• [TEKS HALAMAN]:
····················
Rabu, 17 Juli 2013

Industri Mesin di Surabaya



INDUSTRI MESIN SURABAYA: FUNGSI DAN PERAN DALAM INDUSTRIALISASI DAN PEMBANGUNAN KOTA ABAD XIX DAN AWAL ABAD XX
  PENGANTAR
Kota merupakan wadah dari berbagai aspek kehidupan yang sangat kompleks, Salah satu pendapat tentang kota menurut J.H De Goode menentukan beberapa ciri kawasan yang disebut kota, diantaranya adalah mempunyai peranan besar yang dipegang oleh sektor sekunder (Industri) dan tersier (Jasa) dalam kehidupan ekonomi, Jumlah penduduk yang relatif besar dan Heterogen, serta kepadatan penduduk yang relatif besar. Surabaya yang merupakan salah satu kota besar yang tidak bisa terlepas dari ciri yang disebutkan oleh De Goode. Surabaya sebagai Kota juga diperkuat oleh pendapat dari Mc Gee yang menyatakan bahwa terdapat tiga ciri kota kolonial yaitu pemukiman sudah stabil, terdapat Garnisun, dan pemukiman pedagang, yang paling penting adalah lokasinya dekat dengan laut atau sungai yang memudahkan pendatang Eropa untuk mengekspor produk dari daerah yang bersangkutan serta mengekspor produk dari Eropa. Kondisi kota inilah yang berpengaruh terhadap proses industrialisasi di Kota Surabaya. Industri itu sendiri mengandung makna sebagai fasilitator yang mengolah bahan mentah atau barang setengah jadi menjadi barang jadi yang mempunyai nilai guna lebih tinggi.
Sejak akhir abad ke 19 hingga awal abad ke-20 perkembangan industri meningkat tajam yang disebabkan oleh pertanian perkebunan yang memberlakukan sistem tanam paksa. Berdirinya industri dengan menggunakan mesin sebagai tenaga produksi ini menjadikan proses transfer teknologi sangat penting dalam proses industrialisasi di Jawa, sehingga awal abad ke-20 kota kota besar di Jawa menjalankan fungsinya sebagai pusat administratif dan komersial. Industrialisasi yang semakin meningkat ini menyerap banyak tenaga kerja khususnya yang paling banyak di industri mekanik. Kondisi ini juga dapat menimbulkan urbanisasi, sehingga surabaya saat itu juga menjadi kota dengan penduduk terpadat.
····················
• [TUJUAN TUGAS]:
• A. Menurut teks tentang industri mesin di Surabaya, apa tiga ciri kota kolonial yang dikemukakan Mc Gee?
• B. Tolong lanjutkan teks tentang industri mesin di Surabaya, dimulai sesudah kalimat terakhirnya.

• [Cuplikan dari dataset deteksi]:
····················
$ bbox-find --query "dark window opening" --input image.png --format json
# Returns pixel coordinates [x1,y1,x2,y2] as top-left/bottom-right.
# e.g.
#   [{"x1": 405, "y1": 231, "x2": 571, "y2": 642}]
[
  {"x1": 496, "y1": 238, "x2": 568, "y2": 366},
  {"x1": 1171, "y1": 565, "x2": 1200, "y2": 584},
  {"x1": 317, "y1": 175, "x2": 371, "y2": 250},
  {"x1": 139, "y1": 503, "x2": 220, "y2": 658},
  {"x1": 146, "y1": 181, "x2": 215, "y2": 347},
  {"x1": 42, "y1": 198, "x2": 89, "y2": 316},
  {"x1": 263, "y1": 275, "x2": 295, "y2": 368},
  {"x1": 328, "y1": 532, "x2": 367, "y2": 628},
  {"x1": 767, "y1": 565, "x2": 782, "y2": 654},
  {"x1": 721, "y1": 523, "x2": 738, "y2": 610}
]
····················
• [JAWABAN TIAP TUGAS]:
• A. Pemukiman sudah stabil, terdapat garnisun, dan terdapat pemukiman pedagang.

• B.
 ISI SINGKAT
Peningkatan industri sejak abad ke 19 hingga awal abad ke-20 perkembangannya di Kota Surabaya meningkat tajam. Jika pada tahun 1899 jumlah industri manufaktur hanya berjumlah 113 buah maka pada tahun 1914 meningkat menjadi 440 buah. Industri manufaktur di Kota Surabaya melonjak hingga 300% (Purnawan Basundoro: 2012). Kegiatan bisnis, Industri, pemerintahan dan pemukiman eropa terpusat di sekitar Jembatan merah. Gudang Senjata, toko mesin uap kapal, pabrik roti, pabrik air mineral, dan beberapa pabrik lain berada di pusat kota. Kawasan tersebut kemudian mengarah ke selatan setelah pemerintah Gemeente membeli lahan di Daerah Ngagel sehinggga banyak industri yang berpindah ke kawasan Ngagel.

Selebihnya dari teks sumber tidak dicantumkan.